**REQUIRED WORK:**
Your response should consist of the lines below, printed exactly.

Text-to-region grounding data
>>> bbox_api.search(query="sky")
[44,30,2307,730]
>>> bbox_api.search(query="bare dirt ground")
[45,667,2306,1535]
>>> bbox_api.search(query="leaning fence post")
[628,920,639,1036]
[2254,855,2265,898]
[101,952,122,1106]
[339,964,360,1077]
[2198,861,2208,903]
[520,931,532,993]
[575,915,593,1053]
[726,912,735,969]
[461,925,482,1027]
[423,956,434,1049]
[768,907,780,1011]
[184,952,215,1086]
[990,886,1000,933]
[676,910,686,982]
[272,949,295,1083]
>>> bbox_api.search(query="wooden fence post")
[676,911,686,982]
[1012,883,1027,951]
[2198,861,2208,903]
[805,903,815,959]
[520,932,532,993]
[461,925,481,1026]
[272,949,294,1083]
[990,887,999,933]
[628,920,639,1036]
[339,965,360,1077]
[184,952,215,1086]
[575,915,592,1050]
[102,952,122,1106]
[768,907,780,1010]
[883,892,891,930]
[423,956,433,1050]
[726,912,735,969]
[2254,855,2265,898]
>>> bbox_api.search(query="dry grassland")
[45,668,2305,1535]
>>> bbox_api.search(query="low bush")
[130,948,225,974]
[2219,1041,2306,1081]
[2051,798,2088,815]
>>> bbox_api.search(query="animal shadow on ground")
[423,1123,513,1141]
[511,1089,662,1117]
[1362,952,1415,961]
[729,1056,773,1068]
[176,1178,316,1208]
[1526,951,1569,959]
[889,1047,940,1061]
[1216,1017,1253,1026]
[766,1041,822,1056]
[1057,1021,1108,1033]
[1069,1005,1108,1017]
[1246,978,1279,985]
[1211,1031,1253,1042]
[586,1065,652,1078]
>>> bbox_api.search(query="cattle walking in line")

**ANSWER TO THE EXERCISE:**
>>> bbox_api.search(query="sky")
[44,30,2307,730]
>>> bbox_api.search(query="bare dirt ground")
[45,667,2306,1535]
>>> bbox_api.search(query="leaning fence post")
[628,920,639,1036]
[2254,855,2265,898]
[101,952,122,1106]
[339,964,360,1077]
[2198,861,2208,903]
[520,931,532,993]
[575,915,593,1053]
[726,912,735,969]
[461,925,482,1027]
[423,956,434,1049]
[768,907,780,1011]
[184,952,215,1086]
[990,886,1000,933]
[676,910,686,982]
[272,949,295,1083]
>>> bbox_api.search(query="wooden fence post")
[676,911,686,982]
[1012,883,1027,951]
[2198,861,2208,903]
[805,903,815,959]
[520,932,532,993]
[461,925,481,1026]
[272,949,294,1083]
[990,887,999,933]
[628,920,639,1036]
[339,965,360,1077]
[184,952,215,1086]
[575,915,592,1050]
[102,952,122,1106]
[768,907,780,1010]
[883,892,891,930]
[423,956,433,1050]
[726,912,735,969]
[2254,855,2265,898]
>>> bbox_api.search(query="dry grassland")
[45,668,2305,1535]
>>> bbox_api.search(query="low bush")
[130,948,225,974]
[2219,1041,2306,1081]
[2051,798,2088,815]
>>> bbox_api.search(query="animal shadow on ground")
[423,1123,513,1141]
[511,1089,662,1117]
[1362,952,1415,961]
[729,1056,773,1068]
[176,1178,316,1208]
[1526,951,1569,959]
[889,1047,940,1061]
[1216,1017,1253,1026]
[766,1041,822,1056]
[1057,1021,1108,1033]
[1069,1005,1108,1017]
[1246,978,1279,985]
[1211,1031,1253,1042]
[586,1065,652,1078]
>>> bbox_api.search(query="cattle walking in line")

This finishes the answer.